(Instruction) Recast the lines of the records between the line containing "the white textured" and the line containing "298,49,333,78", inclusive, as a JSON list of strings with one string per line. Leave out any blank lines.

Box-labeled dataset extracts:
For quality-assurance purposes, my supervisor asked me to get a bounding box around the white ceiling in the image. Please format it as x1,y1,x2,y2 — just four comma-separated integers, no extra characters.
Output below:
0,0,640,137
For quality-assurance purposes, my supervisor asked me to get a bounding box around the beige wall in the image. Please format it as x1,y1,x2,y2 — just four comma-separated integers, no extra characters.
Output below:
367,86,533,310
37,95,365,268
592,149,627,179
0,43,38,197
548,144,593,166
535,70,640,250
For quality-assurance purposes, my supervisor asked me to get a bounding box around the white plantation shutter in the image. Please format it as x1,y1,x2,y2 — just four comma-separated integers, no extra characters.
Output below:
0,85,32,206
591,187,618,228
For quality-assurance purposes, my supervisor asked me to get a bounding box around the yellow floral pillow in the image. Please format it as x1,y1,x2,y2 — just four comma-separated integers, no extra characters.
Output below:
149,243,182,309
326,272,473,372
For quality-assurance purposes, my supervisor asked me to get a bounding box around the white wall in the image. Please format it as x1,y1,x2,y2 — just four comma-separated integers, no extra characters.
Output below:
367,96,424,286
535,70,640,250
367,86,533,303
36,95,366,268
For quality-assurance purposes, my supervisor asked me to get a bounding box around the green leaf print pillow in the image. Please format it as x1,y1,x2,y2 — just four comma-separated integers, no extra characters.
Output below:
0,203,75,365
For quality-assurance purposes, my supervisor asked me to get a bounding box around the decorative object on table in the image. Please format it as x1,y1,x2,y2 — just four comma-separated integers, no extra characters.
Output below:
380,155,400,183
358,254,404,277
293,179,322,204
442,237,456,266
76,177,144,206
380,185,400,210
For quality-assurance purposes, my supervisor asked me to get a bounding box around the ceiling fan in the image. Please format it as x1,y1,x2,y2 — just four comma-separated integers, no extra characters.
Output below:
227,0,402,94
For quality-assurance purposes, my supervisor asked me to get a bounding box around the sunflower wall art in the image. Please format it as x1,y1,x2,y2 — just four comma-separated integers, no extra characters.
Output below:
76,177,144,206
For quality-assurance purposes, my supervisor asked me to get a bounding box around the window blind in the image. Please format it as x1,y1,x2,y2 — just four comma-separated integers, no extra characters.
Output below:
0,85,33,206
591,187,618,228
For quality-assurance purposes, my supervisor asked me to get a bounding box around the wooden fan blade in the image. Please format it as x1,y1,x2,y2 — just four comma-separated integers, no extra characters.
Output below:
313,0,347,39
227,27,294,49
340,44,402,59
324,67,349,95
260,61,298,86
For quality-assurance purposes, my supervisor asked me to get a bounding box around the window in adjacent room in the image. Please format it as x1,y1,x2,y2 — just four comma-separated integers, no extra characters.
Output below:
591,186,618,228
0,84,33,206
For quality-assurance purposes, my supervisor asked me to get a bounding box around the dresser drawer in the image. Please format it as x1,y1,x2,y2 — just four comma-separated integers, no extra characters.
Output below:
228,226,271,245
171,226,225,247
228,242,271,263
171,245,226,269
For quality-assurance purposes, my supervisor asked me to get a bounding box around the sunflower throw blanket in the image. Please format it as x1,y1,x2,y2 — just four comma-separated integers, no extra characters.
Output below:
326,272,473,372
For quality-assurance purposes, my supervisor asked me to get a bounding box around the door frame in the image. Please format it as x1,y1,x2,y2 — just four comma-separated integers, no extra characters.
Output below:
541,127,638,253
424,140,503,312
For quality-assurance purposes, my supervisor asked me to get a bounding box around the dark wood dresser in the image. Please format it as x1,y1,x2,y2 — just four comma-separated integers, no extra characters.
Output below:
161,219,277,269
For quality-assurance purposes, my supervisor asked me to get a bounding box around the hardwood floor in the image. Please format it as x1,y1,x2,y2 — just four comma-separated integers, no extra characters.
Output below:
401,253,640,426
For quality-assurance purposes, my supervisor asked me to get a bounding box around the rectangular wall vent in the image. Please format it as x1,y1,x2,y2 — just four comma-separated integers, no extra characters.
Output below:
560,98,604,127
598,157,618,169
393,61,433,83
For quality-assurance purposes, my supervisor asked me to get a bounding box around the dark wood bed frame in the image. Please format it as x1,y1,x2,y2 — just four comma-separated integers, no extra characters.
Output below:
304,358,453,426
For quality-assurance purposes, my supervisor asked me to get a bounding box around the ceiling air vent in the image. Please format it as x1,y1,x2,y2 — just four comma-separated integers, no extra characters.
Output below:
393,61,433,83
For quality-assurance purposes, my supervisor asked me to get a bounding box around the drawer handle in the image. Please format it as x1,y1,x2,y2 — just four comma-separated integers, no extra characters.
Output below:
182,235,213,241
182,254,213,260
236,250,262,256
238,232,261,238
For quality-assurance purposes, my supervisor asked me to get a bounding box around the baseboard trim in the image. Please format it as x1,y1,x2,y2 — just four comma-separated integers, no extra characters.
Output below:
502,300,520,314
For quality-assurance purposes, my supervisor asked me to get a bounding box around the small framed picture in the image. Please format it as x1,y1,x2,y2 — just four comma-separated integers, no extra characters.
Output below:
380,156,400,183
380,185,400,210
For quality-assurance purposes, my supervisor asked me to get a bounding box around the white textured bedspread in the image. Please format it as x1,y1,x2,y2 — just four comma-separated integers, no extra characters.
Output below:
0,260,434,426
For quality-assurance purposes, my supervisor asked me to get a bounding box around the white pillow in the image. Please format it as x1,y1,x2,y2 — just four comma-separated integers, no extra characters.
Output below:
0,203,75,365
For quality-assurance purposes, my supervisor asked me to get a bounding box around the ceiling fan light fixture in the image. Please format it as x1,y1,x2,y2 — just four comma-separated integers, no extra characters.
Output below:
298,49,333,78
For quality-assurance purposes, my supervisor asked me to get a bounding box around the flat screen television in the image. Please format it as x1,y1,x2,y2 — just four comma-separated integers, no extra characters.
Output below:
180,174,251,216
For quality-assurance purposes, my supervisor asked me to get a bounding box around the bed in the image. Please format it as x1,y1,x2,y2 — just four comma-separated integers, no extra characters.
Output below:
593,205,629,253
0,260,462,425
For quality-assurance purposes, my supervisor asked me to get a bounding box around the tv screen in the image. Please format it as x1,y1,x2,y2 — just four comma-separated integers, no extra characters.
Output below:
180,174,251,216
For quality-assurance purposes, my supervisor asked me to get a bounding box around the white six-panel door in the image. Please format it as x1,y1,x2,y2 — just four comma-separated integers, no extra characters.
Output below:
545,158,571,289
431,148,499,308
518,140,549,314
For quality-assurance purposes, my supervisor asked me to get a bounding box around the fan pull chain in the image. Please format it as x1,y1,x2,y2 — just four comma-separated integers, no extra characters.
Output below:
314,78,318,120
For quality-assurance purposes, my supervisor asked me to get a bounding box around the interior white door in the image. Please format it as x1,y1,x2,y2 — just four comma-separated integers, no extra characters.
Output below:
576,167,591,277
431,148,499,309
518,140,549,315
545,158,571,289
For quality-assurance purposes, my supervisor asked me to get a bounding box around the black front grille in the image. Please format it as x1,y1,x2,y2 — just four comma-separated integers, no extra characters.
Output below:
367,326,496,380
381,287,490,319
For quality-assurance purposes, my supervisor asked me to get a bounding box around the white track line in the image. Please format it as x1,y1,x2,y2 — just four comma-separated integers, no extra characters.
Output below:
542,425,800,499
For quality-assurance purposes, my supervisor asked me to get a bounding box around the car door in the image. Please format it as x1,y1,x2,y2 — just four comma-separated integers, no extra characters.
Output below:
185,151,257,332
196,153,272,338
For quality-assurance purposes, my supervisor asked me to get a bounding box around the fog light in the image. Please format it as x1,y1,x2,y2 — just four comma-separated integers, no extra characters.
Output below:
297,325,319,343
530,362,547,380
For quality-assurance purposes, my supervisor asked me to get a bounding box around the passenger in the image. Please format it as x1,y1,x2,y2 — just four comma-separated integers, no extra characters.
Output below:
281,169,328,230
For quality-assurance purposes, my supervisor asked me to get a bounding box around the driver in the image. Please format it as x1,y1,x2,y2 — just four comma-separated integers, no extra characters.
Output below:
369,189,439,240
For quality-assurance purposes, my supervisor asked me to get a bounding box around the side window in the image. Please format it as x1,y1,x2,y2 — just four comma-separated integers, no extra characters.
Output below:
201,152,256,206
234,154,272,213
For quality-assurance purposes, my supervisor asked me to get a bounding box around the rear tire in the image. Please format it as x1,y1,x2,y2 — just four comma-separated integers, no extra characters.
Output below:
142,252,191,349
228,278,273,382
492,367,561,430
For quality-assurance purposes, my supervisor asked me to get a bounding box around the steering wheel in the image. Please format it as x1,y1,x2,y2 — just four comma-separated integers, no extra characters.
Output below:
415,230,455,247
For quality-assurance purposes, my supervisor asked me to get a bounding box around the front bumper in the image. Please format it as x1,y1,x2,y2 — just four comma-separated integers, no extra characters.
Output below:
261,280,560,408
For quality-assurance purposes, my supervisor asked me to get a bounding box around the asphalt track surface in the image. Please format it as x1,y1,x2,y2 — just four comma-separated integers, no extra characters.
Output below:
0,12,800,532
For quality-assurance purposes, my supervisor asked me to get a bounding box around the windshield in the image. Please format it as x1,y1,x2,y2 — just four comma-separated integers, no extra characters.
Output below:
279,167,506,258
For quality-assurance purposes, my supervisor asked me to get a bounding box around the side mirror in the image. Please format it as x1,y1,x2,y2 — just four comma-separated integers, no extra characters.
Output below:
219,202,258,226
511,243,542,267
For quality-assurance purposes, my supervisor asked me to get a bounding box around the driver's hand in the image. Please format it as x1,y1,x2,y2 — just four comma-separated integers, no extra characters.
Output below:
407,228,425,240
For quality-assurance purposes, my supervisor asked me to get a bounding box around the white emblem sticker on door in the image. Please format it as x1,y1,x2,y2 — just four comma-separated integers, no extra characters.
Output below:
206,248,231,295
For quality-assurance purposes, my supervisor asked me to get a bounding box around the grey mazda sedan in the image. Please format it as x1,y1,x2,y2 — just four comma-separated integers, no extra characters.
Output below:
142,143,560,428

(Exercise answer)
[
  "For quality-assurance purposes, my supervisor asked me to get a bounding box around the white textured bedspread in the image. Please format it as x1,y1,x2,y2 — just four comma-separated integers, no extra characters.",
  "Output below:",
  "0,260,434,426",
  "For quality-assurance purposes, my supervisor asked me to get a bounding box around the white pillow in the image. Please format it as x1,y1,x2,y2 — just four comma-separated integers, no extra characters.",
  "Output below:",
  "0,203,75,365",
  "For quality-assurance purposes, my supervisor asked me to get a bounding box around the ceiling fan light fixture in the image. Please format it as x1,y1,x2,y2 — just four comma-separated integers, no extra characters.",
  "Output below:",
  "298,49,333,78"
]